> **Problem requirements**
Going down the listing below, print exactly each line from the one with "Target: gray sweater" up to and including the one with "Mark one point on every instance of the woman's right", and skip the rest.

> **Material provided**
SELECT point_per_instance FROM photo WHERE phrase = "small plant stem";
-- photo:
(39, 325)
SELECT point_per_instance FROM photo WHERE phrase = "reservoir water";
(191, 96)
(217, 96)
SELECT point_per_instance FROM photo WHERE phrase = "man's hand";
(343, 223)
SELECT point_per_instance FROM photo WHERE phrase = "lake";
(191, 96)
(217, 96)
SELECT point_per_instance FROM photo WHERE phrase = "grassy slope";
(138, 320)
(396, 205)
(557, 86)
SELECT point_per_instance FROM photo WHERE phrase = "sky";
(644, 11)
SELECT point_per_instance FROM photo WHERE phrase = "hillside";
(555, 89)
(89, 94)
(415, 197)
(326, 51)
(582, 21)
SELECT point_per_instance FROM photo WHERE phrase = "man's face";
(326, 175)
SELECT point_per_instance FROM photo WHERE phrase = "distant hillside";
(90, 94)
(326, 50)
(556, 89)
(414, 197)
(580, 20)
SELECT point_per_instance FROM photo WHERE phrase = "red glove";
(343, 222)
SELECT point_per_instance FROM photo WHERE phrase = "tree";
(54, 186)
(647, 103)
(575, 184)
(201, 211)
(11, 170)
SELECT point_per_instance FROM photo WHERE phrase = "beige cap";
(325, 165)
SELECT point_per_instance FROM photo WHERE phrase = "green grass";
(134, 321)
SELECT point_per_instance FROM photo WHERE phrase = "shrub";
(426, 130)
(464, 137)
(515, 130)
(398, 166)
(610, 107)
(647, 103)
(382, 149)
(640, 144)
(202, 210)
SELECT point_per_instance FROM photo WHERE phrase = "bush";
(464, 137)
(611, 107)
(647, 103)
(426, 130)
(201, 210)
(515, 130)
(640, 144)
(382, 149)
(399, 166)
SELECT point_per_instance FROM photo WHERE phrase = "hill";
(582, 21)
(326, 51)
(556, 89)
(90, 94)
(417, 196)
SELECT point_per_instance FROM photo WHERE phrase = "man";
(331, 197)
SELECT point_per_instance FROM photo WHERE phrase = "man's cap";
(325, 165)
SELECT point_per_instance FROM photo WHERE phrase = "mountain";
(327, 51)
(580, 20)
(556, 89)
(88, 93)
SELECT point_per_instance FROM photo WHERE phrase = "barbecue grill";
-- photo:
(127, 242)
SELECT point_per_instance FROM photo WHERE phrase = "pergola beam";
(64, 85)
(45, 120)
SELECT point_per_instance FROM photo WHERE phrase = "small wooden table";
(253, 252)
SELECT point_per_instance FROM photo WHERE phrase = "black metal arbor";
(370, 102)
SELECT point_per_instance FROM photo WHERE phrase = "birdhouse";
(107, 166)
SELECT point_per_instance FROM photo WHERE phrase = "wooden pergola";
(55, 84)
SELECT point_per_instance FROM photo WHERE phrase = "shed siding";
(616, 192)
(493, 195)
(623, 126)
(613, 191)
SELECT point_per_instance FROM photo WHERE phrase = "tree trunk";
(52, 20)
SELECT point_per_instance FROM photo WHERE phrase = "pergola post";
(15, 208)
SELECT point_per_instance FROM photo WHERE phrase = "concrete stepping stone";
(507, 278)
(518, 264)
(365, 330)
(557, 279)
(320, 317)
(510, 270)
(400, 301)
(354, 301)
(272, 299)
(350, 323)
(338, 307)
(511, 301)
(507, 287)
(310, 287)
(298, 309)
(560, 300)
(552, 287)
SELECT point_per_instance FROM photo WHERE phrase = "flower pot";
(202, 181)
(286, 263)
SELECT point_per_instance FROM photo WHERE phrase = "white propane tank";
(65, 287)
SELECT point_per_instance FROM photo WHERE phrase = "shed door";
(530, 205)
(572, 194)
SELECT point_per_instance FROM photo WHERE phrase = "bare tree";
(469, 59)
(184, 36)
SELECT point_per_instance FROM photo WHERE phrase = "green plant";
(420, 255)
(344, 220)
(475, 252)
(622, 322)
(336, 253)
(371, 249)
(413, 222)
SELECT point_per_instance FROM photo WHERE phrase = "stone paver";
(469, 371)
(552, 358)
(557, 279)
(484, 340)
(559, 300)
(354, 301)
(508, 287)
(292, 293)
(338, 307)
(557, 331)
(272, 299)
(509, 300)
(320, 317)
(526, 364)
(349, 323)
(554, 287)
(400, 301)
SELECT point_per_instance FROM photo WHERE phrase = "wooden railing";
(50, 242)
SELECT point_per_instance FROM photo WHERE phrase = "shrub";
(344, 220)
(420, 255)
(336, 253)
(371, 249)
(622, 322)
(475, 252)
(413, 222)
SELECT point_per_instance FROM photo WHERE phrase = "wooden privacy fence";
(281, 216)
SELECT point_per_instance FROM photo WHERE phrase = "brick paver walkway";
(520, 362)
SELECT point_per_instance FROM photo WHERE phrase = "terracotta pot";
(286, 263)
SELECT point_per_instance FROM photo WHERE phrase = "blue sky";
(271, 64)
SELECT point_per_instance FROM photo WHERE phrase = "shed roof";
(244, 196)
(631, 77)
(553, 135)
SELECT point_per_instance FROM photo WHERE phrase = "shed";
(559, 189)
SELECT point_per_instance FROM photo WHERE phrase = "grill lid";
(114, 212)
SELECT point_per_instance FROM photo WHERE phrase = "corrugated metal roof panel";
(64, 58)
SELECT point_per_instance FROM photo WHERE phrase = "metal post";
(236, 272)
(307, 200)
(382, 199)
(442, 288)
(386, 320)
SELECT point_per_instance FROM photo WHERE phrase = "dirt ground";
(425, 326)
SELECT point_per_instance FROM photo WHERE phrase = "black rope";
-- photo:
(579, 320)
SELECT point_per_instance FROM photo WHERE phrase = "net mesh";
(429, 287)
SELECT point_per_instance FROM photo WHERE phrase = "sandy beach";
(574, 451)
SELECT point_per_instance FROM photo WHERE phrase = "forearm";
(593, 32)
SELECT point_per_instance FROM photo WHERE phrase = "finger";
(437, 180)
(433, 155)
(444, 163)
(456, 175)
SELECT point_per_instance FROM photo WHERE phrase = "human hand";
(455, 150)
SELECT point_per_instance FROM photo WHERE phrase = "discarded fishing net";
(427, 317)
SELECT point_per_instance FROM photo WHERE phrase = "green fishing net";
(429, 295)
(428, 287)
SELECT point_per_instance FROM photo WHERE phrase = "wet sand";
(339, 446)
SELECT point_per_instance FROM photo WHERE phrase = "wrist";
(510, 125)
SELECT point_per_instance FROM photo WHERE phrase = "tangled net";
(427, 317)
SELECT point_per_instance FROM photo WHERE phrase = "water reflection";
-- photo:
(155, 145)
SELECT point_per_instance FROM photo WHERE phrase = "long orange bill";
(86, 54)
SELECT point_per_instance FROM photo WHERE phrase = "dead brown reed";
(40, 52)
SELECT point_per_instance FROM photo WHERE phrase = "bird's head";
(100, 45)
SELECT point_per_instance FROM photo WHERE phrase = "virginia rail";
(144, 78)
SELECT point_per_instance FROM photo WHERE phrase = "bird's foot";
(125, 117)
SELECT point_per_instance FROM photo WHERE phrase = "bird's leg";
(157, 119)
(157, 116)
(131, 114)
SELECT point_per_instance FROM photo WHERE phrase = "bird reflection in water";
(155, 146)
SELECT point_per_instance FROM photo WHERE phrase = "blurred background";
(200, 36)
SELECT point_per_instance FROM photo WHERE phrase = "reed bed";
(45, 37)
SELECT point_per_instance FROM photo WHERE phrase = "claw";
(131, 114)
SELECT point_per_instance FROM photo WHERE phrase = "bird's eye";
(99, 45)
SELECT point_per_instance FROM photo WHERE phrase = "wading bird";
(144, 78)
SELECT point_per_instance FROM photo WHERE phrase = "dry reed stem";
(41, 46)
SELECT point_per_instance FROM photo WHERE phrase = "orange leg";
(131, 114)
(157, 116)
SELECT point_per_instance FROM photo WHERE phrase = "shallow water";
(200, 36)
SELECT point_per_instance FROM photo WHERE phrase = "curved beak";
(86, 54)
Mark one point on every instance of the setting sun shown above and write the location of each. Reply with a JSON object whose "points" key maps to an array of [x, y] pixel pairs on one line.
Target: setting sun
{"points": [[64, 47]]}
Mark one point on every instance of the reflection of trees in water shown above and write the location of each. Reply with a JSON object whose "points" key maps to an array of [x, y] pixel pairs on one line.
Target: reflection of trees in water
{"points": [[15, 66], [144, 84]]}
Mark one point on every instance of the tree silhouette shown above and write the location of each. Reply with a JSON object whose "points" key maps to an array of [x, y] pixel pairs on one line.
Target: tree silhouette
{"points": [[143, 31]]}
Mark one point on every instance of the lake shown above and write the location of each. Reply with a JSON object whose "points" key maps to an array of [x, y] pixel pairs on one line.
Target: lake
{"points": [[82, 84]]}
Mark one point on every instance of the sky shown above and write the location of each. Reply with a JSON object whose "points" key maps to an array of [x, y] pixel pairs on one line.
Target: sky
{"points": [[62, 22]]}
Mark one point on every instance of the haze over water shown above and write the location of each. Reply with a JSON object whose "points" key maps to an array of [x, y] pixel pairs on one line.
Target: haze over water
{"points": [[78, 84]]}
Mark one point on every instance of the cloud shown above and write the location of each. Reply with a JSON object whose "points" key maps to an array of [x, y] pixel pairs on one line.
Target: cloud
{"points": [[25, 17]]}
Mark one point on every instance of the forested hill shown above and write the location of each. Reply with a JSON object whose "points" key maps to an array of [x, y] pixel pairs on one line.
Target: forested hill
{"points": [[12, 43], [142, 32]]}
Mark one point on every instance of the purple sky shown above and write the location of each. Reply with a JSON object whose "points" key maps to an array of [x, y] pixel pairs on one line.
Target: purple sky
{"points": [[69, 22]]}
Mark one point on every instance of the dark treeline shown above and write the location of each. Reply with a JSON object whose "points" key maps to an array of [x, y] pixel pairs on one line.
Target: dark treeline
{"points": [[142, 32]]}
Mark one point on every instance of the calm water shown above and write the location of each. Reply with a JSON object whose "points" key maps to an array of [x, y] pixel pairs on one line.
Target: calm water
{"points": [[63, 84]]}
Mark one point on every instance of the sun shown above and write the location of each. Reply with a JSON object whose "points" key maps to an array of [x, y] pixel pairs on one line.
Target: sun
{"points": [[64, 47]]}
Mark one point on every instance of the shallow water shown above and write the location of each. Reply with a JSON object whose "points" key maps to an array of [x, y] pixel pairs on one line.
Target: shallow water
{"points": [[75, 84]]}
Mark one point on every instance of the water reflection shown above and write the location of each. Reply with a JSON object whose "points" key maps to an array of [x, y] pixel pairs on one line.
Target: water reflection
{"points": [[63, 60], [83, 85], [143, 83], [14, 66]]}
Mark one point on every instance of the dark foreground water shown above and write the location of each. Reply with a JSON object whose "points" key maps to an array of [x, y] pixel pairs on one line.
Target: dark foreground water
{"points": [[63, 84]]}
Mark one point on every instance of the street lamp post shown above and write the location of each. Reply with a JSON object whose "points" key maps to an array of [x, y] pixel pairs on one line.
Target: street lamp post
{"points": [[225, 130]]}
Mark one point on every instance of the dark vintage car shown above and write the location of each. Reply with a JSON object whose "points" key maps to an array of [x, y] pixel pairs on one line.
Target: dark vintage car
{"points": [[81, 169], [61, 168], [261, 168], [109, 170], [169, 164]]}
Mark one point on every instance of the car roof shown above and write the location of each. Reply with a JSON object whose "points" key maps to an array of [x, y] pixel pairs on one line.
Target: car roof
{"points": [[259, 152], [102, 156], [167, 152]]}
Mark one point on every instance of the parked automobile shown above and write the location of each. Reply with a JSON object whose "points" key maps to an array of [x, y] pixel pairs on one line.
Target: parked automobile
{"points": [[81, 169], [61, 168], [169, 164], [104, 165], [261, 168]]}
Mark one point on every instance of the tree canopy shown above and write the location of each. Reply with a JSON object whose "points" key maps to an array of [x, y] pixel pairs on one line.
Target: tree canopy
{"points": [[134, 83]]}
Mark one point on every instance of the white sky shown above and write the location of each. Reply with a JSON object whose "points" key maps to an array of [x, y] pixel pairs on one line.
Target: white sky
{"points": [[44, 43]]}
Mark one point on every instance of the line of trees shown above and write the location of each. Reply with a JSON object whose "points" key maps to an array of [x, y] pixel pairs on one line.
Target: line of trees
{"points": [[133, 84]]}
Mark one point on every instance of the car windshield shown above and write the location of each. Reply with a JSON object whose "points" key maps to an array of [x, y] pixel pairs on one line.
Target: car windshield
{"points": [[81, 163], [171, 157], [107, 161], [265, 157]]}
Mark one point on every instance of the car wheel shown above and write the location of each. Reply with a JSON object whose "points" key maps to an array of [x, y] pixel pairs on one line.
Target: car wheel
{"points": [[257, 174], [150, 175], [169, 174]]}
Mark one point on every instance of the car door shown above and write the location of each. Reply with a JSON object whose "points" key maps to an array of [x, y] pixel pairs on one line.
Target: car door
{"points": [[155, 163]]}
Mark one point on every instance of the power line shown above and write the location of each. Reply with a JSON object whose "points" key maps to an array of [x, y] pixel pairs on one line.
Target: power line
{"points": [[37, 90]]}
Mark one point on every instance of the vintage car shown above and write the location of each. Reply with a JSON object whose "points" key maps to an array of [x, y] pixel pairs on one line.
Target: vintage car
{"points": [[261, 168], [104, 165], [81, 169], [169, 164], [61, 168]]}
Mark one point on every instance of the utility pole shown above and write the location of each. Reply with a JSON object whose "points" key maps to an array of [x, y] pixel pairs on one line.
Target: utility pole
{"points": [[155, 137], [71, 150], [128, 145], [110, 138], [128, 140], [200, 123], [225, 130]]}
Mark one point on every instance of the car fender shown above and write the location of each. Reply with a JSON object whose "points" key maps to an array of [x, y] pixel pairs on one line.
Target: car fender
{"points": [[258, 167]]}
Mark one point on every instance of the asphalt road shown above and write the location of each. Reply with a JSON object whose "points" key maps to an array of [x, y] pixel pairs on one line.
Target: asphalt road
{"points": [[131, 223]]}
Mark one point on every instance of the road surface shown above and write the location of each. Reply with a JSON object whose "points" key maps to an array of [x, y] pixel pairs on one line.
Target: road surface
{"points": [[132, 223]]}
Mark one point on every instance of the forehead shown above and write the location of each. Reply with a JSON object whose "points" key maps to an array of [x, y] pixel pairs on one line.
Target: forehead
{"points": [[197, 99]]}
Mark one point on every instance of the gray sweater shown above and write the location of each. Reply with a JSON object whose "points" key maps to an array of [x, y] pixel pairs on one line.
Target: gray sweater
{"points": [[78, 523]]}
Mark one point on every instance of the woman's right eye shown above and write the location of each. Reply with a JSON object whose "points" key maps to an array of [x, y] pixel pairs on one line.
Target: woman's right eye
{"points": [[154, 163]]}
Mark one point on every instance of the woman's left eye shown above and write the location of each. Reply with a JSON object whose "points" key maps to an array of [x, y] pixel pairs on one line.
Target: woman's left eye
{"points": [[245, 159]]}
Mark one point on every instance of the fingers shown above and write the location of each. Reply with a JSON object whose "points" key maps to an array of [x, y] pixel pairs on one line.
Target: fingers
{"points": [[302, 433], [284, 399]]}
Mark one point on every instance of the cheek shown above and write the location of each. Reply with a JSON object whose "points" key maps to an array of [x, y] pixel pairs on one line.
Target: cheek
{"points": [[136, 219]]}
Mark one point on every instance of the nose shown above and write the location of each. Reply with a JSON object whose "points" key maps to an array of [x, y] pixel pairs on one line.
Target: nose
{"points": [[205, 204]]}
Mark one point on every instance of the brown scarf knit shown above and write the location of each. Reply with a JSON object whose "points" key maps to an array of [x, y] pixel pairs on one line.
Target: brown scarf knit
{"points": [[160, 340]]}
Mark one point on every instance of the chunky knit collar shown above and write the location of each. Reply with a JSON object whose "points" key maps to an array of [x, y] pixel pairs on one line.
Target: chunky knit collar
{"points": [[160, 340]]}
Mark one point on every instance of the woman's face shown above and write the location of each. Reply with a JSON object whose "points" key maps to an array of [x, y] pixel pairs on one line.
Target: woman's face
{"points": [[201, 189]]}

> **Solution to the exercise**
Target: gray sweater
{"points": [[78, 523]]}
Mark one point on every instance of the woman's right eye shown above and write the location of each. Reply with a JSON object whose "points" key maps to an array of [x, y] pixel pairs on one line.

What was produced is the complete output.